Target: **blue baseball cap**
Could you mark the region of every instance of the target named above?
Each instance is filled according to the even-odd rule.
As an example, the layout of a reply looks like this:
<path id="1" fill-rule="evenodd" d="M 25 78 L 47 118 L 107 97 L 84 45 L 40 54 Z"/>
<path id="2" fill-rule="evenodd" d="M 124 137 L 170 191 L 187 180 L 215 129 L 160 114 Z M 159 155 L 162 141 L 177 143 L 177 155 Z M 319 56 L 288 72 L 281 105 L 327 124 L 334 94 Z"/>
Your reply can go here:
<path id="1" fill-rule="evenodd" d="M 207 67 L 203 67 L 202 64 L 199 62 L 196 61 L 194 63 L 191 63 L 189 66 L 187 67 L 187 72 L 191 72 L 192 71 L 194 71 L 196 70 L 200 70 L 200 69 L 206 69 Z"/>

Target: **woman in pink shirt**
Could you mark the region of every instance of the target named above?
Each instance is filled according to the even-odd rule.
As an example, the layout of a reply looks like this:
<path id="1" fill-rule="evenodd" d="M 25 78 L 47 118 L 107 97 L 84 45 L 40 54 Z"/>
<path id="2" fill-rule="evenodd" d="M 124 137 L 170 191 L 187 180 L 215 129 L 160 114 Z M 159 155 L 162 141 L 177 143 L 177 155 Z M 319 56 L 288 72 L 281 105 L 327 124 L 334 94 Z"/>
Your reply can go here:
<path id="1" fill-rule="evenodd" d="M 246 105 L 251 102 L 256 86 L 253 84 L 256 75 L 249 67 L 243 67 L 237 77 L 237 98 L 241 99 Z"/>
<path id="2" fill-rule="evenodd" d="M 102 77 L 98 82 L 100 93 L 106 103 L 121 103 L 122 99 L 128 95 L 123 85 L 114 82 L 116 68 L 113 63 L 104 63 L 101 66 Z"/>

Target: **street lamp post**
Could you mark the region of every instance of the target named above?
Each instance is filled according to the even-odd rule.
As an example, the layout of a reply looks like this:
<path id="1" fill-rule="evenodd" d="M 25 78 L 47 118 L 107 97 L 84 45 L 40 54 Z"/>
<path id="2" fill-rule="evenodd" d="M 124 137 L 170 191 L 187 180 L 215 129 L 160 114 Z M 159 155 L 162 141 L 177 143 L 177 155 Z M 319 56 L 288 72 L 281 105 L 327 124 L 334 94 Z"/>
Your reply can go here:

----

**THE REQUEST**
Please print the material from its first line through the line holding "207 67 L 203", inclusive, reproducing every line without change.

**RESULT OF THE EXERCISE**
Target: **blue baseball cap**
Could you mark the region of every instance of the target named above?
Each instance is filled according to the even-odd rule.
As an example, the layout of a reply looks like this:
<path id="1" fill-rule="evenodd" d="M 25 78 L 47 118 L 107 97 L 84 45 L 40 54 Z"/>
<path id="2" fill-rule="evenodd" d="M 124 137 L 170 191 L 187 180 L 215 129 L 160 114 Z M 159 155 L 162 141 L 177 143 L 177 155 Z M 319 56 L 288 72 L 281 105 L 327 124 L 334 94 Z"/>
Your reply can go here:
<path id="1" fill-rule="evenodd" d="M 207 67 L 203 67 L 202 64 L 199 62 L 196 61 L 194 63 L 191 63 L 189 66 L 187 67 L 187 72 L 191 72 L 192 71 L 194 71 L 196 70 L 200 70 L 200 69 L 206 69 Z"/>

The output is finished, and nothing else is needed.